>>>

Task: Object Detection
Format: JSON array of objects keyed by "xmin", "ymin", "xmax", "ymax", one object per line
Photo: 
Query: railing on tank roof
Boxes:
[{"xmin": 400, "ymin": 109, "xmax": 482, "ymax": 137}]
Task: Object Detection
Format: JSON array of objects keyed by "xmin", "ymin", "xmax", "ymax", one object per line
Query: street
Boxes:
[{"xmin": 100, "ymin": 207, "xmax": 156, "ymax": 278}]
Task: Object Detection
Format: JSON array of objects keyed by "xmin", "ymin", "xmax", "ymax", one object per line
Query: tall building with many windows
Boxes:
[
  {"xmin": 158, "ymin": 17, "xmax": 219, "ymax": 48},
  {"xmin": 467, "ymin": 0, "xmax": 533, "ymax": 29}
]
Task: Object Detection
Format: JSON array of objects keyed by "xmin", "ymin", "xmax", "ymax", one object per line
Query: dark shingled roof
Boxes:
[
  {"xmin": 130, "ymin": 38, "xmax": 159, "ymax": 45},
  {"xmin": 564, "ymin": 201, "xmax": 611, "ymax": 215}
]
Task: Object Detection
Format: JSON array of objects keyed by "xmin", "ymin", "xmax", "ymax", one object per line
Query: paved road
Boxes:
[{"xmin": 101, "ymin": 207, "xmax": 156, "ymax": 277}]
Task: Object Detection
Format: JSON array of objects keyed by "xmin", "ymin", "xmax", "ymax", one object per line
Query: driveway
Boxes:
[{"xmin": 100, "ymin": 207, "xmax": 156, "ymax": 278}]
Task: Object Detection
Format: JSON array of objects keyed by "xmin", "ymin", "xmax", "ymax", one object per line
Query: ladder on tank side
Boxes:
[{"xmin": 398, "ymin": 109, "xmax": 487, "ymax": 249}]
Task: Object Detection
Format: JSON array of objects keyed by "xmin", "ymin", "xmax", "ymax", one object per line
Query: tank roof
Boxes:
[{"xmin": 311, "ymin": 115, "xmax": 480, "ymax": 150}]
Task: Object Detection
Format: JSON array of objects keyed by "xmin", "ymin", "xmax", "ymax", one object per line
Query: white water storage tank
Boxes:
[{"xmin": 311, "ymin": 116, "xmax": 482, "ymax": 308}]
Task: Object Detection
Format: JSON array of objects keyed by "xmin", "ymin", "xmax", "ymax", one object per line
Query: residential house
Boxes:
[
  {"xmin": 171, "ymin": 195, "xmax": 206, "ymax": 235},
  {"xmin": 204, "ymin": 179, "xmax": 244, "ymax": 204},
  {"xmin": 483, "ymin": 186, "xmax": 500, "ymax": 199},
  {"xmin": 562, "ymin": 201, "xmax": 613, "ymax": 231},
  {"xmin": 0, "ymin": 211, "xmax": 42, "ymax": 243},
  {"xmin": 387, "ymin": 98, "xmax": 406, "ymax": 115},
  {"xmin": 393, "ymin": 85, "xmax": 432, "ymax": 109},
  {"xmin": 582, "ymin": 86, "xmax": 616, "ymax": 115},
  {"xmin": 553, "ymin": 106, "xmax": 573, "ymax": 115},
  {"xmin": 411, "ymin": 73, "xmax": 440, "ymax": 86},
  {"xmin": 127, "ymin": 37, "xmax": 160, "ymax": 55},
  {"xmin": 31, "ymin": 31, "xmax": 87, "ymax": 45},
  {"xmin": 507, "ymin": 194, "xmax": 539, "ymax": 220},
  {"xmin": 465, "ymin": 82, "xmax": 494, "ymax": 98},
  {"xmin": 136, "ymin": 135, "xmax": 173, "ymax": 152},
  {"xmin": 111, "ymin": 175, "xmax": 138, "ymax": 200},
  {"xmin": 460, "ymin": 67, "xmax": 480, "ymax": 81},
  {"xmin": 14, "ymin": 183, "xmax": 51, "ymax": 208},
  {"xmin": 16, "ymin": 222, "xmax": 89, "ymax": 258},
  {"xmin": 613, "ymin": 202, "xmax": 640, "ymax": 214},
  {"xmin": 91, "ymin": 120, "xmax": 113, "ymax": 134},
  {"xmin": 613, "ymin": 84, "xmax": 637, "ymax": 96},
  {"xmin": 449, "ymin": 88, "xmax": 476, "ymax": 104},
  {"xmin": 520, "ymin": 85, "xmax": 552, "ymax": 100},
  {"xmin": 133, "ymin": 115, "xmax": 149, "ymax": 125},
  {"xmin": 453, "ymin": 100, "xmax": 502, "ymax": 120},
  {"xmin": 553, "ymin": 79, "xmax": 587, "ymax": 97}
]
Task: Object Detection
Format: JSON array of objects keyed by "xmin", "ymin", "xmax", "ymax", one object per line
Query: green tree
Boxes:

<<<

■ **Requirements**
Find each line of the records that contains the word "roof" and copy it out, treating uppercase and lowercase as different.

■ **Answer to this problem**
Query: railing on tank roof
Query: dark shingled roof
Query: tank roof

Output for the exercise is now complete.